## WRITTEN TASK
Find the line that contains "Point out the black tufted"; then retype it and each line after it, exactly, through the final line of the data below.

---------- EXERCISE DATA ----------

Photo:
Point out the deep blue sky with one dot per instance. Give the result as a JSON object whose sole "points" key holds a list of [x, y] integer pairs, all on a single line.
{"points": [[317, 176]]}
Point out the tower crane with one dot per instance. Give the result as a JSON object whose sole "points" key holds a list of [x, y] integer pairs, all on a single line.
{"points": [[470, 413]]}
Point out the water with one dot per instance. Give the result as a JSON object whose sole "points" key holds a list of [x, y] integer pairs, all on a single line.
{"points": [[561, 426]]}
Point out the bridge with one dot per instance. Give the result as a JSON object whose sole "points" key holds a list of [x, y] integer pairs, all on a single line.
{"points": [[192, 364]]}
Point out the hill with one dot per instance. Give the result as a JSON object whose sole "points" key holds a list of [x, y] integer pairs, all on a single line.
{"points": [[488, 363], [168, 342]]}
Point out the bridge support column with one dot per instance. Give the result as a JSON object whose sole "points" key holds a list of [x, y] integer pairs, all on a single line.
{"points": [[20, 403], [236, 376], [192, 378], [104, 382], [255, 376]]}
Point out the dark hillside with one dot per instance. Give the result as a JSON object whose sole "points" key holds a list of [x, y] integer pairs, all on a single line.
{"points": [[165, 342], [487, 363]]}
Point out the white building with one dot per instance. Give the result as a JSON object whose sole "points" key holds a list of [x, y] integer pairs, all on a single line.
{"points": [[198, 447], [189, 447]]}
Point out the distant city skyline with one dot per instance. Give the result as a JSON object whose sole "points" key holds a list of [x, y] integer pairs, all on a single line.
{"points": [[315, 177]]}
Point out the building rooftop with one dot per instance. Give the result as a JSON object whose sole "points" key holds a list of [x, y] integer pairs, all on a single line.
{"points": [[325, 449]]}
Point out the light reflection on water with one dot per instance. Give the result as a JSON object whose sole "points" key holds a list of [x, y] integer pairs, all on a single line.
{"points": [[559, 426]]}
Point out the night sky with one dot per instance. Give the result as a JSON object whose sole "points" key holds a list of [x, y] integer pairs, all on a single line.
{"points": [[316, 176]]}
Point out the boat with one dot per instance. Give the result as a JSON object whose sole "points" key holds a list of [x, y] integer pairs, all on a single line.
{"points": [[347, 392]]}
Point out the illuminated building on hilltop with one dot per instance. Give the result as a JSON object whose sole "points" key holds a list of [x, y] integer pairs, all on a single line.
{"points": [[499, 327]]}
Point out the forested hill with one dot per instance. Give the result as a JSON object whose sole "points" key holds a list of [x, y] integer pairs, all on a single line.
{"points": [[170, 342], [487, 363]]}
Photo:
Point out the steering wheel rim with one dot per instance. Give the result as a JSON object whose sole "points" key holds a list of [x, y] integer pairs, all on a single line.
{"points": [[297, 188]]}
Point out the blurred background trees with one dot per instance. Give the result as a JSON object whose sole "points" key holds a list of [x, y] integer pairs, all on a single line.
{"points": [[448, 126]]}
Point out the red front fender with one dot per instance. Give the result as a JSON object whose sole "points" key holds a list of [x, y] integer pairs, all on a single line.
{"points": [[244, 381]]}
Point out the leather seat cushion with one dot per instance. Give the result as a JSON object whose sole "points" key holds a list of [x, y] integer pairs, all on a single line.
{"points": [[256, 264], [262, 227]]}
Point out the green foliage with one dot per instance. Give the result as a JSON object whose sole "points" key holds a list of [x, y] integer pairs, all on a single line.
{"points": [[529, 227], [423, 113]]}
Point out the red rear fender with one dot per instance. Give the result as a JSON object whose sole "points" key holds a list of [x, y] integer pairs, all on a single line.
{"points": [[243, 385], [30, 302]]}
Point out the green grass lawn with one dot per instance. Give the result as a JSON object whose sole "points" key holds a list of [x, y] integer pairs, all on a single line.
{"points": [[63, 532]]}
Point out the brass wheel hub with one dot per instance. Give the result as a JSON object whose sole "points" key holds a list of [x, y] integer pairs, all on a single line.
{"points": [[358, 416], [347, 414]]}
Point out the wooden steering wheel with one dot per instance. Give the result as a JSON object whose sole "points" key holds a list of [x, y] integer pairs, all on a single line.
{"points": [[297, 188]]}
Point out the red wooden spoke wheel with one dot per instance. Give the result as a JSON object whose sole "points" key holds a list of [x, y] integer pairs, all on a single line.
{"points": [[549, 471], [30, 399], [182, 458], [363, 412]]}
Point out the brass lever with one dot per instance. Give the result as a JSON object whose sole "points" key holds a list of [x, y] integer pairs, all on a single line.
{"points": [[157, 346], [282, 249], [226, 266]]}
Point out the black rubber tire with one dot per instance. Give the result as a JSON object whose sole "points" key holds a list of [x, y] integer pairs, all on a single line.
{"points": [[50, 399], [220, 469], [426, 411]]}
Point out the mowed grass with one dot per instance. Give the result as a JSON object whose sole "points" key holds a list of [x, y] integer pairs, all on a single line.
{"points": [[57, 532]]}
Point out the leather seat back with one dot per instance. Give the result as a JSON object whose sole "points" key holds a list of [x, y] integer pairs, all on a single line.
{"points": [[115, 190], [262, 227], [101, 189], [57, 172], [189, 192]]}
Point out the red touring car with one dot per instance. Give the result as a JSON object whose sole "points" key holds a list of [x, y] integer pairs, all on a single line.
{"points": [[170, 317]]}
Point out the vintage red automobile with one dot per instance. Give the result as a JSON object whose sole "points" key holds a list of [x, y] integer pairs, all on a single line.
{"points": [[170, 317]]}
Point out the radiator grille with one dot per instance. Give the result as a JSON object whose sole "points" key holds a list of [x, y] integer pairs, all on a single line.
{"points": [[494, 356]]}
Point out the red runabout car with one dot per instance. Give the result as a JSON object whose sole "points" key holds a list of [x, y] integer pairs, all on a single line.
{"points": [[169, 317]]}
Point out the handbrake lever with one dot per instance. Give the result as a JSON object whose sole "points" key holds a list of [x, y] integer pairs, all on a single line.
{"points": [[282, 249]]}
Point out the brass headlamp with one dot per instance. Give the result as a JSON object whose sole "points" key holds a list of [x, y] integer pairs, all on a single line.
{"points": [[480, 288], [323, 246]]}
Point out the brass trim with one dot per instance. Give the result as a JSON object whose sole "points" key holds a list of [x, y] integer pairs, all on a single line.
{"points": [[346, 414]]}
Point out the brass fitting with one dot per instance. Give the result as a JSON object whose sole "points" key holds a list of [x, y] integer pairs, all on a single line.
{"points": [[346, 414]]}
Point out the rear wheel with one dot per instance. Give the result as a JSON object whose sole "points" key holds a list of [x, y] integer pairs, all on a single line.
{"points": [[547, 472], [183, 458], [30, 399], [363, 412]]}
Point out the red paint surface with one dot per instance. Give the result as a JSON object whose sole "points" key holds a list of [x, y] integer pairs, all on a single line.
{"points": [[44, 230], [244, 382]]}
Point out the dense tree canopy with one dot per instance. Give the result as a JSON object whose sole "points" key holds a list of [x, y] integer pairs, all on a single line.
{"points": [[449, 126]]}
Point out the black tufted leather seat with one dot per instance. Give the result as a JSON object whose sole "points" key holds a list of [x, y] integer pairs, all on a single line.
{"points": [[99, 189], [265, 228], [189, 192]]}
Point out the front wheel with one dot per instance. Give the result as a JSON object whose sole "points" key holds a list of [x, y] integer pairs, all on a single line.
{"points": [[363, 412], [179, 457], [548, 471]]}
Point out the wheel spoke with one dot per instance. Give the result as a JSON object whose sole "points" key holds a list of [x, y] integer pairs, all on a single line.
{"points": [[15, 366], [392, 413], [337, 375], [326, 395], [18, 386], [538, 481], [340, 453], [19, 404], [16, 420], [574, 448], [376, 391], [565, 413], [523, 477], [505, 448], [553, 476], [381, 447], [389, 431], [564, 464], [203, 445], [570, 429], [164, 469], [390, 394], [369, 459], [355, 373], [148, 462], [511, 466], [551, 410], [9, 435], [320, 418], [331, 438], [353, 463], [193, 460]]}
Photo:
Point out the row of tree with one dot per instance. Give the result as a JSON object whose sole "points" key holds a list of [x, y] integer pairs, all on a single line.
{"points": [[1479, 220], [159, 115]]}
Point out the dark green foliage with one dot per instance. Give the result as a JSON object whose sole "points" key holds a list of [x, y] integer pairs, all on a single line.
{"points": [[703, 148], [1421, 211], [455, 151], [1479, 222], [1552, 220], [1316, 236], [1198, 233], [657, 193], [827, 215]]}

----------

## THE RESULT
Point out the black tufted leather seat with one dot per instance. Give the result as a JSON object whose sole "points" key holds a list of [x, y] integer pairs, all on a single line.
{"points": [[99, 189], [265, 228], [189, 192]]}
Point out the front wheel with one dot per instance. Give the result as a JSON object whose sole "points" key holds a list of [x, y] integer pairs, all on a single line.
{"points": [[363, 412], [179, 457], [548, 471]]}
Point out the wheel spoke with one dot per instance. Give the result as a JSON object whose sole "points" key holds a list of [x, y] integer pairs, all on a single line.
{"points": [[15, 366], [392, 413], [337, 375], [326, 395], [18, 386], [538, 481], [340, 453], [19, 404], [16, 420], [574, 448], [376, 391], [565, 413], [523, 477], [505, 448], [553, 476], [381, 447], [389, 431], [564, 464], [203, 445], [570, 429], [164, 469], [390, 394], [369, 459], [355, 373], [148, 462], [511, 466], [551, 410], [9, 435], [320, 418], [331, 438], [353, 463], [193, 460]]}
Photo:
Point out the row of tree with one dot per instance. Give the result as a JSON object whose sole "points" key holds a list of [x, y] integer pairs, all on a single line.
{"points": [[1479, 220], [159, 115]]}
Point out the dark green foliage with one dot per instance. Give the result as a JSON object whose sole "points" key holds a list of [x, y] integer pairs, all on a single line.
{"points": [[703, 148], [1421, 211], [455, 151], [1479, 222], [1552, 220], [1316, 236], [1198, 233], [657, 193], [827, 215]]}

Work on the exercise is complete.